___ PROVIDED RECORDS

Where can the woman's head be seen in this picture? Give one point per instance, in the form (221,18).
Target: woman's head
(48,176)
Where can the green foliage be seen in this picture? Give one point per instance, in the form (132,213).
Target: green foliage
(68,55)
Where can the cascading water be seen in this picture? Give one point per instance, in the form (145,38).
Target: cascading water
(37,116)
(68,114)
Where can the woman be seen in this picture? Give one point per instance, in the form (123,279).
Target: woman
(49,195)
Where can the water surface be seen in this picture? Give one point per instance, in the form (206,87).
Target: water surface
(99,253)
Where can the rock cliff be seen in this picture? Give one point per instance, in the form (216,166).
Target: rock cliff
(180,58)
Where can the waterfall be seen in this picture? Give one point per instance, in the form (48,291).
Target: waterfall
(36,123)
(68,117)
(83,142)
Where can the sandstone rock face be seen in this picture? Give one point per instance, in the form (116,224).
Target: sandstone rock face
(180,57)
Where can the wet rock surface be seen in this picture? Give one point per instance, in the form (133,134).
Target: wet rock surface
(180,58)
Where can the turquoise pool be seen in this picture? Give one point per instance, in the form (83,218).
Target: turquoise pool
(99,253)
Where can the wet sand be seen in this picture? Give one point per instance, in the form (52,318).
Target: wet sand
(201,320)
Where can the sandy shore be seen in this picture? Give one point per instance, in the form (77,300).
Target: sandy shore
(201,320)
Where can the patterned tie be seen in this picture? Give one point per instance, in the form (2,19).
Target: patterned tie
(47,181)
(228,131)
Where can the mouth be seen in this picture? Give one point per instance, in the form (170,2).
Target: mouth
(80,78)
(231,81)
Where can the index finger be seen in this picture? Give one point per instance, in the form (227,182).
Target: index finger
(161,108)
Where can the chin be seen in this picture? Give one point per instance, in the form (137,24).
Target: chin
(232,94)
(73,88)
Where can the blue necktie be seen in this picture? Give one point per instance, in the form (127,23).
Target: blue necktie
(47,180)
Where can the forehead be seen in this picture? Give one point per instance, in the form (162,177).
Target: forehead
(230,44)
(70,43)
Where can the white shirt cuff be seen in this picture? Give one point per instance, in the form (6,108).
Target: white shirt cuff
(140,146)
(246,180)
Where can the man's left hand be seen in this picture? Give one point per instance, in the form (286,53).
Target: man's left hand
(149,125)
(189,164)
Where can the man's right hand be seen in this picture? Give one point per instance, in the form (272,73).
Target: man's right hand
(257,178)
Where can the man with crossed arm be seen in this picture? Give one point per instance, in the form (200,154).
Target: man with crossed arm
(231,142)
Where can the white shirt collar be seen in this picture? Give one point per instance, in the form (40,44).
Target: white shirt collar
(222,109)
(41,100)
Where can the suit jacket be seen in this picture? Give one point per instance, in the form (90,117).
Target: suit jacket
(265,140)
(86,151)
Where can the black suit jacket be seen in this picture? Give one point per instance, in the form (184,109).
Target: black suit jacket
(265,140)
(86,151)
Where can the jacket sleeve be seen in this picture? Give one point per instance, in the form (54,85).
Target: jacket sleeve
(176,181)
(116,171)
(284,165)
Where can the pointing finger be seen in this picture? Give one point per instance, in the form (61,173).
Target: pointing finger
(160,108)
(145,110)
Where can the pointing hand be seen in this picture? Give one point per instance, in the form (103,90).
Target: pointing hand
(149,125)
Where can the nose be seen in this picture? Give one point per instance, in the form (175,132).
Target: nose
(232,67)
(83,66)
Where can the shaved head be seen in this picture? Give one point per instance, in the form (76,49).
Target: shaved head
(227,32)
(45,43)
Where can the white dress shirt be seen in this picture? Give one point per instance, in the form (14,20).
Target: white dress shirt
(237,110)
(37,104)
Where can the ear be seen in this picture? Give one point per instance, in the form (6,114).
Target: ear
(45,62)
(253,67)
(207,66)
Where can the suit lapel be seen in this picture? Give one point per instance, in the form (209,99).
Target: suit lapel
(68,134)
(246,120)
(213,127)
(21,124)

______

• **JOB**
Copy the records word for word, from the line that contains "Where can the shaved" through the last line of the records, including both.

• **RESPONSE BELOW**
Where can the shaved head be seen in this picture? Give one point per instance, in the form (76,49).
Target: shaved head
(227,32)
(45,43)
Where can the white dress shirt be seen in this picture? Give one point per instance, in the form (14,20).
Target: white dress shirt
(237,110)
(37,104)
Where can the ear be seen in this picture? Give one point per instance, in the form (6,114).
Target: ear
(45,62)
(253,67)
(207,66)
Where can the suit lapel be seen in this picture? Give one point per instance, in the form (209,99).
Target: suit lapel
(68,134)
(246,120)
(213,127)
(21,124)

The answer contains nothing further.